## EXERCISE DETAILS
Express each line of the data below as an item in a numbered list, omitting any blank lines.

** START OF STORED DATA **

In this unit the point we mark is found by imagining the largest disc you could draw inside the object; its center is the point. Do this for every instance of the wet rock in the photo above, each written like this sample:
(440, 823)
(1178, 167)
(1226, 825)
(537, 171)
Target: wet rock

** END OF STORED DATA **

## EXERCISE OUTPUT
1. In this unit the point we mark is found by imagining the largest disc you could draw inside the object; its center is the point. Do this for every instance of the wet rock in the photo above, each written like this sample:
2. (440, 823)
3. (1178, 167)
4. (1226, 825)
5. (537, 171)
6. Target: wet rock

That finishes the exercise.